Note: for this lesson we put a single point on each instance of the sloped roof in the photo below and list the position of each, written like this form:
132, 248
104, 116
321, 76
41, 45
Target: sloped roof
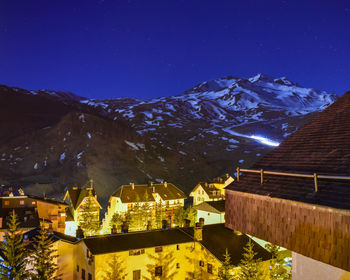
211, 206
209, 188
322, 146
135, 240
167, 191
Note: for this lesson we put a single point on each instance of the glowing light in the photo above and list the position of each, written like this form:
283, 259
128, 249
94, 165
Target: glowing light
265, 140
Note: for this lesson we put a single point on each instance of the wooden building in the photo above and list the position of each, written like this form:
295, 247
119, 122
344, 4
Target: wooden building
298, 196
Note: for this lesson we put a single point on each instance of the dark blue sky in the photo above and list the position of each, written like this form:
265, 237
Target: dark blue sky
111, 48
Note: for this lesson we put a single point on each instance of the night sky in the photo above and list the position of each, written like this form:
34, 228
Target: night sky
146, 49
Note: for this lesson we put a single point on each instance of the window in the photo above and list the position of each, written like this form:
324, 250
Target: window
210, 268
136, 275
136, 252
159, 271
158, 249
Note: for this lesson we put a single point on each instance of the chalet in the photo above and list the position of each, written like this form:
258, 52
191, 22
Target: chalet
298, 196
72, 261
183, 253
213, 191
212, 212
77, 199
126, 197
32, 211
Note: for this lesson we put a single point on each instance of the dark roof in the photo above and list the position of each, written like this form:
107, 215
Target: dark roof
77, 195
167, 191
210, 189
217, 206
48, 200
55, 236
135, 240
27, 217
216, 238
322, 146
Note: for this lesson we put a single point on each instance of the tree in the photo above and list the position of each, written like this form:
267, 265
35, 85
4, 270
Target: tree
89, 222
249, 265
225, 271
277, 271
43, 257
13, 267
115, 270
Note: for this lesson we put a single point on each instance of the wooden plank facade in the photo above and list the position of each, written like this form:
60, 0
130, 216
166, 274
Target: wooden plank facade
318, 232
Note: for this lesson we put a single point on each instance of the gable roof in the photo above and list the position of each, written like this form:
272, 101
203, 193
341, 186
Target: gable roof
135, 240
167, 191
322, 146
77, 195
209, 188
217, 206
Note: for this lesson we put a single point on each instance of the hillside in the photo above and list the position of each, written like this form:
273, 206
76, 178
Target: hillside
50, 140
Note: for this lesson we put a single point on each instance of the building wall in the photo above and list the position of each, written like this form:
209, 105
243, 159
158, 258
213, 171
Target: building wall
307, 268
321, 233
210, 218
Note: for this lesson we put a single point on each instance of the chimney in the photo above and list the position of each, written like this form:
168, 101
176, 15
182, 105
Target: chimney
198, 232
187, 223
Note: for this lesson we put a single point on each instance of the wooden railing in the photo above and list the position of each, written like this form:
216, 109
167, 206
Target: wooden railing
315, 176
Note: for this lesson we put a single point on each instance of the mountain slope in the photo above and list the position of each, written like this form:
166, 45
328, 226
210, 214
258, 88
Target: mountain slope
50, 140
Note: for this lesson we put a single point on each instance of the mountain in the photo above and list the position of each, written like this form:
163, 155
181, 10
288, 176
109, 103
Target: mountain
50, 140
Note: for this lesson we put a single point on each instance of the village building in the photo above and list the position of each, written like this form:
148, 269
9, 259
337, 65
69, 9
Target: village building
213, 191
212, 212
124, 200
72, 259
77, 199
32, 211
184, 253
298, 196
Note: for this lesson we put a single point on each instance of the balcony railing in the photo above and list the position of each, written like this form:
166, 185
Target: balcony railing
315, 176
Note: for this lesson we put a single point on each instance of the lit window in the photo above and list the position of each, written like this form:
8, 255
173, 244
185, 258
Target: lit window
210, 268
159, 271
158, 249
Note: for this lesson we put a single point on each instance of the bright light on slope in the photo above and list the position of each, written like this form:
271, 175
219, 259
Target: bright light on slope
265, 141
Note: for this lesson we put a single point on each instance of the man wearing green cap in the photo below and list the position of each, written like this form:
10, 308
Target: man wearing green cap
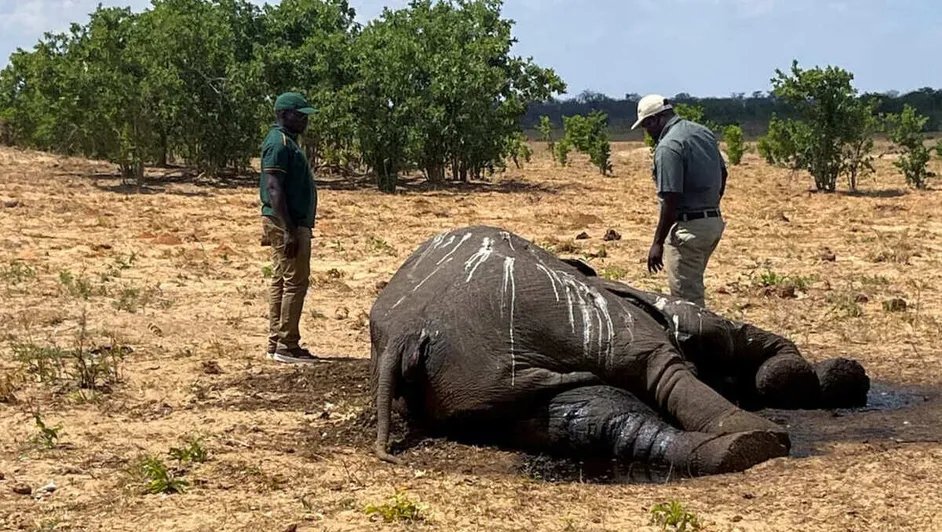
289, 202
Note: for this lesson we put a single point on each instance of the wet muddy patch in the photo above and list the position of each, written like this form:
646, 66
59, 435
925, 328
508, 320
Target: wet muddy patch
893, 414
337, 392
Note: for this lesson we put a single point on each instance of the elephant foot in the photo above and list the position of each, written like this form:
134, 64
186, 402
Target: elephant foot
787, 382
740, 421
709, 454
844, 383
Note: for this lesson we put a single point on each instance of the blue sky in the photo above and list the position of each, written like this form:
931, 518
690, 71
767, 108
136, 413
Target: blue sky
702, 47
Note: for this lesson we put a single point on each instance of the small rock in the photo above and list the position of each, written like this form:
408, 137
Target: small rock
896, 304
45, 490
211, 367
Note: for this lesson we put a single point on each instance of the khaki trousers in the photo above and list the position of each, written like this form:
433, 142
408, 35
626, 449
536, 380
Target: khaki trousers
687, 251
289, 284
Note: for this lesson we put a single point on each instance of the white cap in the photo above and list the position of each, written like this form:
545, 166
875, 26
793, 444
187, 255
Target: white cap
651, 105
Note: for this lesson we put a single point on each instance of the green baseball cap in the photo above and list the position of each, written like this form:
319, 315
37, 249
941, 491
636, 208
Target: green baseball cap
293, 101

=======

## To do
Can you rewrite the listing above so that every "for this lesson" becomes "for this exercise", with nothing else changed and the pictures omitted?

## Problem solution
Note: for this exercise we put a single point on each instance of the sloped roof in the photo below and list the position of each, written like this form:
132, 248
104, 116
321, 76
41, 45
Target: sloped roof
211, 206
209, 188
322, 146
135, 240
167, 191
Note: for this exercise we put a single point on each instance of the glowing light in the photo above and list the position of each, written like this form:
283, 259
128, 249
94, 165
Target: glowing light
265, 140
Note: for this exercise we put a single point on each instance of the wooden building in the photo above and list the position of each, written like this form:
295, 247
119, 122
344, 4
Target: wooden building
298, 196
Note: for this exercise we put a single point on each instance of the dark blue sky in the photo above and list the position of each, written like this form:
265, 237
Target: dark blue sky
111, 48
Note: for this exercise we put a single point on each instance of the night sky in the photo above and list the position of each, written like this form:
34, 228
Target: night sky
146, 49
Note: for this exercise we put a single point on each instance of the window in the photo above and list the position of each, written like this form:
324, 250
Target: window
210, 268
136, 275
136, 252
159, 271
158, 249
Note: for this exercise we put a single point on each instance of the chalet in the photo above and list the position of each, written like this form:
258, 52
191, 22
Target: chalet
298, 196
72, 261
183, 253
213, 191
212, 212
77, 199
126, 197
32, 211
Note: for this exercise we put a single point on each instance of the dark roof in the photo above and list the position of each, written like this form:
107, 215
Target: dark roof
77, 195
167, 191
210, 189
217, 206
48, 200
55, 236
135, 240
27, 217
216, 238
322, 146
Note: for this exercise we put a single point on each instance of the tree in the photo above and list the position of each, written like this form:
267, 265
35, 85
4, 270
Target: tree
89, 222
249, 265
225, 271
277, 271
43, 257
13, 267
115, 270
Note: for this exercise we put a single point on each instance of the wooden plank facade in the photo above and list the position of each, written like this form:
60, 0
130, 216
166, 274
Target: wooden plank facade
318, 232
Note: for this exercise we put a single point on each instance of the gable roof in the photo above and list the position of each, written like this form:
272, 101
203, 193
341, 186
Target: gable roof
135, 240
167, 191
322, 146
77, 195
209, 188
217, 206
Note: for this exercise we put a single point on each instance of the hillside in the photo above and list the position of each, written like this form:
273, 206
76, 178
Target: hillside
50, 140
Note: for this exercise we put a single point on each instance of the building wall in the photo above and list the position of each, written like this form:
209, 105
243, 159
158, 258
213, 171
Target: building wall
307, 268
321, 233
210, 218
Note: for this exercise we put a single point on each instance of the chimney in the photo above and list the position of each, written like this form:
168, 101
176, 15
182, 105
Target: chimney
198, 232
187, 223
Note: for this exercise we put a single point on each instance of the wooden railing in the photo above and list the position of each, written like this form:
216, 109
167, 206
Target: wooden railing
315, 176
Note: for this exercise we put a single point on each instance of the mountain slope in the photo above and list the position of each, written like this form:
166, 45
328, 226
210, 214
258, 88
Target: mountain slope
50, 140
Note: for this exercise we put a single point on each instance of the mountain in the photo above and list the position of each, written like this form:
163, 155
181, 10
288, 176
109, 103
Target: mountain
50, 140
Note: for this exercise we put a single point on each instance of the village building in the photo above and list the position of each, written like this form:
148, 269
9, 259
337, 65
69, 9
Target: village building
213, 191
212, 212
124, 200
72, 259
77, 199
32, 211
184, 253
298, 196
Note: for this exercise we put a single point on each instance of the balcony railing in the photo above and list the position of each, written like this form:
166, 185
Target: balcony railing
315, 176
Note: for this exercise we put a single point on each instance of the lit window in the photo above and list the position of each, written like this form:
8, 255
173, 244
185, 258
Target: lit window
210, 268
159, 271
158, 249
Note: for this exercise we put a single point on each instance of the bright light on slope in the photo above and list the position of each, written like this form:
271, 175
219, 259
Target: bright light on slope
265, 141
Note: for this exercise we put a single point on each instance of the man wearing green cap in the photo below and list the position of each, written like this form:
10, 308
Target: man wearing green cap
289, 202
Note: for this exercise we put a single point on each instance of the wet muddy patch in the photo above and list the position of each, written like this form:
646, 66
59, 435
925, 328
508, 320
Target: wet muddy patch
893, 414
337, 392
Note: for this exercise we put a single point on each instance of the elephant foot in the photo above and list the position of each, written like this form:
134, 64
186, 402
Target: elephant foot
787, 382
740, 421
709, 454
844, 383
Note: for this exercise we put a single point on each instance of the blue sky in the photo above and list the position of each, written like this form:
931, 518
690, 71
767, 108
136, 413
Target: blue sky
702, 47
Note: for this exercise we put a single point on each instance of the small rock in the photo above and list the position of each, written like this form:
408, 137
Target: small rock
896, 304
45, 490
211, 367
Note: for this exercise we put a single point on each instance of the khaki trousers in the photo above and list the position of each, written like this form:
433, 142
408, 35
626, 449
536, 380
Target: khaki trousers
687, 251
289, 284
Note: for this exercise we put a single point on each instance of the white cap in the photo above and list the position of each, written like this form:
545, 166
875, 26
793, 444
187, 255
Target: white cap
651, 105
Note: for this exercise we put a single point on each instance of the green baseball cap in the photo above and list the position of each, written like this form:
319, 315
37, 249
941, 491
636, 208
Target: green baseball cap
293, 101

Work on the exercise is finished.